Let $R$ be a rectangular region of the integer lattice $\mathbb{Z}^2$,
each of whose unit squares is labeled with a number
in $\lbrace 1, 2, 3, 4, 5, 6 \rbrace$.
Say that such a labeled $R$ is die-rolling Hamiltonian,
or simply rollable,
if there is a Hamiltonian cycle obtained by rolling a unit die
cube over its edges so that, for each square $s \in R$,
the cube lands on $s$ precisely once, and when it does so,
the top face of the cube matches the number in $s$.
For example, the $4 \times 4$ "board" shown below
is rollable.
Q. Is it true that, if $R$ is die-rolling Hamiltonian, then the Hamiltonian cycle is unique, i.e., there are never two distinct die-rolling Hamiltonian cycles on $R$?
This "unique-rollability" question arose out of a problem I posed in 2005, and was largely solved two years later, in a paper entitled, "On rolling cube puzzles" (complete citation below; the $4 \times 4$ example above is from Fig. 17 of that paper). Although the original question involved computational complexity, the possible uniqueness of Hamiltonian cycles is independent of those computational issues, so I thought it might be useful to expose it to a different community, who might bring different tools to bear. It is known to hold for $R$ with side lengths at most 8. If not every cell of $R$ is labeled, and unlabeled cells are forbidden to the die, then there are examples with more than one Hamiltonian cycle.
Edit1. Rolling a regular tetrahedron on the equilateral triangular (hexagonal) lattice is not as interesting. See the Trigg article cited below.
Edit2. Serendipitously, gordon-royle posted a perhaps(?) relevantly related question: "Uniquely Hamiltonian graphs with minimum degree 4."
- The computational version is Open Problem 68 at The Open Problems Project.
- "On rolling cube puzzles." Buchin, Buchin, Demaine, Demaine, El-Khechen, Fekete, Knauer, Schulz, Taslakian. Proceedings of the 19th Canadian Conference on Computational Geometry, Pages 141–144, 2007. PDF download.
- Charles W. Trigg. "Tetrahedron rolled onto a plane." J. Recreational Mathematics, 3(2):82–87, 1970.

☆ ☆ ☆ ☆

> _Work order A_: In the rolling-cube text, up to what side lengths of R is unique rollability known to hold?
> _Work order B_: Copy the rolling-cube text from "- The computational" to "Mathematics, 3(2):82–87, 1970.".
Answer from the rolling-cube text alone.

☆ ☆ ☆ ☆

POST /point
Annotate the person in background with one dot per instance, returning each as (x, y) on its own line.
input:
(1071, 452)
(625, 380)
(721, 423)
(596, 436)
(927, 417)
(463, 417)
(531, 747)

☆ ☆ ☆ ☆

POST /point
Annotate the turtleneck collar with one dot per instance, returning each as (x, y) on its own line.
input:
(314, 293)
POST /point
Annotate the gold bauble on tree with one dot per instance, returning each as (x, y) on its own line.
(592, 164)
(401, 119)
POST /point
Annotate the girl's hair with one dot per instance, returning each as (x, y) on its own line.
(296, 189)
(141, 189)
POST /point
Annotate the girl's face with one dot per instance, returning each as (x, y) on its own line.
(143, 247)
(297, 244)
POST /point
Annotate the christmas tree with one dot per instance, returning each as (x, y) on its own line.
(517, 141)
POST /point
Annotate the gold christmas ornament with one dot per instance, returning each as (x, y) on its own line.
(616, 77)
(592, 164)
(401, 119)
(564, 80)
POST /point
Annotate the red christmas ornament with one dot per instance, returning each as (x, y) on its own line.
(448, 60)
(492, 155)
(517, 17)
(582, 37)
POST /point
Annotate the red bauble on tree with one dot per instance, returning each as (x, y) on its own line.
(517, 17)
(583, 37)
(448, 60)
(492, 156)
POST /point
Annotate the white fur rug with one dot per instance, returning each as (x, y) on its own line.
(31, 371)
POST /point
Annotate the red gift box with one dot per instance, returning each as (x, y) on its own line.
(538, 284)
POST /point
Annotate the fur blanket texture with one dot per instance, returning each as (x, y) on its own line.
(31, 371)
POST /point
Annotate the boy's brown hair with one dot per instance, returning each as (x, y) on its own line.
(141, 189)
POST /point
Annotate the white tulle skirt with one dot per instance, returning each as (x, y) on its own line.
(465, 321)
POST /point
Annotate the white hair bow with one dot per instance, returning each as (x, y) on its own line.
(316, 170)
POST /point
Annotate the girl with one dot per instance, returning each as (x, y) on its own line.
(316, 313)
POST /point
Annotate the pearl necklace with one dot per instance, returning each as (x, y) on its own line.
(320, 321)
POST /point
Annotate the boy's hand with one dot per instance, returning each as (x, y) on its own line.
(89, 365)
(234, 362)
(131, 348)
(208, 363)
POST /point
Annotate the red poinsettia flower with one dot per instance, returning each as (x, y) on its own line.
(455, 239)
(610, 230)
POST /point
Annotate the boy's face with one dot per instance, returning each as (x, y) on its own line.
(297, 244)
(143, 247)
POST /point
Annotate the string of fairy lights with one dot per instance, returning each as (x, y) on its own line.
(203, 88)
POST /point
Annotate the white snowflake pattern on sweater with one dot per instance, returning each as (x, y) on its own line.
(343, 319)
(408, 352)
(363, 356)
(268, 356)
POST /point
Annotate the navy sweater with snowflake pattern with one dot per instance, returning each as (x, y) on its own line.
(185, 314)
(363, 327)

☆ ☆ ☆ ☆

> _Exercise answer A_: Side lengths of at most 8.

> _Exercise answer B_:
- The computational version is Open Problem 68 at The Open Problems Project.
- "On rolling cube puzzles." Buchin, Buchin, Demaine, Demaine, El-Khechen, Fekete, Knauer, Schulz, Taslakian. Proceedings of the 19th Canadian Conference on Computational Geometry, Pages 141–144, 2007. PDF download.
- Charles W. Trigg. "Tetrahedron rolled onto a plane." J. Recreational Mathematics, 3(2):82–87, 1970.